── Excerpted records ──

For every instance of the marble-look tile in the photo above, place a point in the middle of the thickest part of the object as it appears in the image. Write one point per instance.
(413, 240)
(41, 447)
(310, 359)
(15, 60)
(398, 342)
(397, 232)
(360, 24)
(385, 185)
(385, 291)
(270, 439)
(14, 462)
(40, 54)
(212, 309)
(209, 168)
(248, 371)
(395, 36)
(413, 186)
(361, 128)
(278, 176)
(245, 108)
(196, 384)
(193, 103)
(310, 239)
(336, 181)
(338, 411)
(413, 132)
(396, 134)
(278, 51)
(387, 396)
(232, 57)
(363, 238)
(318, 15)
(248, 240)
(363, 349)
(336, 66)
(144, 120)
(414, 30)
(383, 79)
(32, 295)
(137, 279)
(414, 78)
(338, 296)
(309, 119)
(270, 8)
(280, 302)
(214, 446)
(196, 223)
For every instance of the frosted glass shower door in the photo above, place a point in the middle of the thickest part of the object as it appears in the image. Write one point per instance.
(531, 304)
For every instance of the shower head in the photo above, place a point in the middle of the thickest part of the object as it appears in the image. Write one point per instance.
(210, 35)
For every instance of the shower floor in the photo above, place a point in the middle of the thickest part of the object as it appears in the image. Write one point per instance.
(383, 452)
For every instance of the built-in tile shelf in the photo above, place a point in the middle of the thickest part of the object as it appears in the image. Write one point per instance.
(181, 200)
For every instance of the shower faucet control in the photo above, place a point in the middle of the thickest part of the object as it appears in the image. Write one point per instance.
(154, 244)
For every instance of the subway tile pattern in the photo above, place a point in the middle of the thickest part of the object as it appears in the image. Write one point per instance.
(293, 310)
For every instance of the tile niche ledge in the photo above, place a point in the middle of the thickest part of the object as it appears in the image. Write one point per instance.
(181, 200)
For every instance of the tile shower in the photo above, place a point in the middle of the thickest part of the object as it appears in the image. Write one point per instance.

───

Task prompt
Extract every line from the one containing "For every instance of the shower faucet" through the last line of the data, inclusive, exactly as written.

Output of the exercise
For every instance of the shower faucet control in the photo above, place a point in the middle of the thickest part of the object as it appears in the image. Write one point per instance.
(154, 244)
For every instance of the subway tile pattern in the photo above, place a point in the middle of the thickest part of the object as it appears in the image. Write one point per instance.
(293, 310)
For every instance of the tile niche ledge in the photo above, place a point in the middle of the thickest part of the object as it appears in the image. Write one point per instance.
(181, 200)
For every instance of the tile shower in the photo above, place a point in the middle of the thickest part of the object as it appears in the image. Write one point per instance.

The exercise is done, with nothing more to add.